Problem requirements:
Restate, word for word, the lines from the opening line of the data through the line containing "cumulus cloud that appears in the image above.", both included, and nothing else.

Given records:
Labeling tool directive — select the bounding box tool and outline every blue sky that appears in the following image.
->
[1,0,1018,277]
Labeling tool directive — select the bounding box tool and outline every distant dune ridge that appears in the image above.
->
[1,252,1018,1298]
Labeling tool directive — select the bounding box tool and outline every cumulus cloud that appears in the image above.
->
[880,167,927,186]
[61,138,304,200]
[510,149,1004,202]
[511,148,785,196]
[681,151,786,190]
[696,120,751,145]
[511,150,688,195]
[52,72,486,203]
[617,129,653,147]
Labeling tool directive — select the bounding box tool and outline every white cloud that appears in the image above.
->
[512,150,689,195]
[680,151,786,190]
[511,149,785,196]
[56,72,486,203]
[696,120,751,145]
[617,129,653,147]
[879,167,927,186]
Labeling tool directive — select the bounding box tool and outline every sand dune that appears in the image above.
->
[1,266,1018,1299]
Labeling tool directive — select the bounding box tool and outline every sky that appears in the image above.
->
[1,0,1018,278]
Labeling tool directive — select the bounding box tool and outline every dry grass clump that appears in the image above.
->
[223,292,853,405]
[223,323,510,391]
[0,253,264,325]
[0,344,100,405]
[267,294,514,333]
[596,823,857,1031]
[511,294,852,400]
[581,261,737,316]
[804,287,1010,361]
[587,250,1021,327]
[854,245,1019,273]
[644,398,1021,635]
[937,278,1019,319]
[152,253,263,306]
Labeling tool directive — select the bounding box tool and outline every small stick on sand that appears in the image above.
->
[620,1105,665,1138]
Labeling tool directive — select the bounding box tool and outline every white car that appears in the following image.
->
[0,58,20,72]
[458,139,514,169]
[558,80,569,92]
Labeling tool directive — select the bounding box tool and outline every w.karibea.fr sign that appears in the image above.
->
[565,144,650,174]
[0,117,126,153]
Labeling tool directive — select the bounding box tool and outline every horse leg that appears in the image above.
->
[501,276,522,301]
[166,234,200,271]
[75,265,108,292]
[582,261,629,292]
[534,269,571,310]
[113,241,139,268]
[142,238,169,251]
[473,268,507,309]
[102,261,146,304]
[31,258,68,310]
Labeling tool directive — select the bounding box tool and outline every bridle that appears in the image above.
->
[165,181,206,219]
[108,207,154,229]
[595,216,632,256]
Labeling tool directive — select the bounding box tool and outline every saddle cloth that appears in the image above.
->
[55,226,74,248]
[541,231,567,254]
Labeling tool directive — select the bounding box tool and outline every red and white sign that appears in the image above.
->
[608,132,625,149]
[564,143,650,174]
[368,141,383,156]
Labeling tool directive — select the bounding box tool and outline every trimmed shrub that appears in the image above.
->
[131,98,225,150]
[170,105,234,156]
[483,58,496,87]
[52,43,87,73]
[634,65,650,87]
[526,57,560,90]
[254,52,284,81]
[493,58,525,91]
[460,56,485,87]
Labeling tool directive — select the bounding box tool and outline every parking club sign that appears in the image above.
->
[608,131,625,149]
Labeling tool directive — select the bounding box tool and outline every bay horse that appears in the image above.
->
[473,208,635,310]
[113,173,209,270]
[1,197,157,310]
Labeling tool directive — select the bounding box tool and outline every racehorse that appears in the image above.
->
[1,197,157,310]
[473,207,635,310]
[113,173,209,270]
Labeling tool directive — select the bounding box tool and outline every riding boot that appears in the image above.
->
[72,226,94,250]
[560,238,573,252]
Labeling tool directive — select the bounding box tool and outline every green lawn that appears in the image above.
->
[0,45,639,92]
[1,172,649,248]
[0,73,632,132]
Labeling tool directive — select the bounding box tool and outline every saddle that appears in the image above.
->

Answer space:
Labeling tool directive — select the bounding box tool and outline every blue sky that appears in the following image.
->
[1,0,1018,277]
Labeling tool directive — select the bounding box tool and outline every distant dune ridge that appears in the image above.
->
[1,252,1018,1298]
Labeling tool directive — select the bounding box tool and outline every cumulus cloud that appears in the image above.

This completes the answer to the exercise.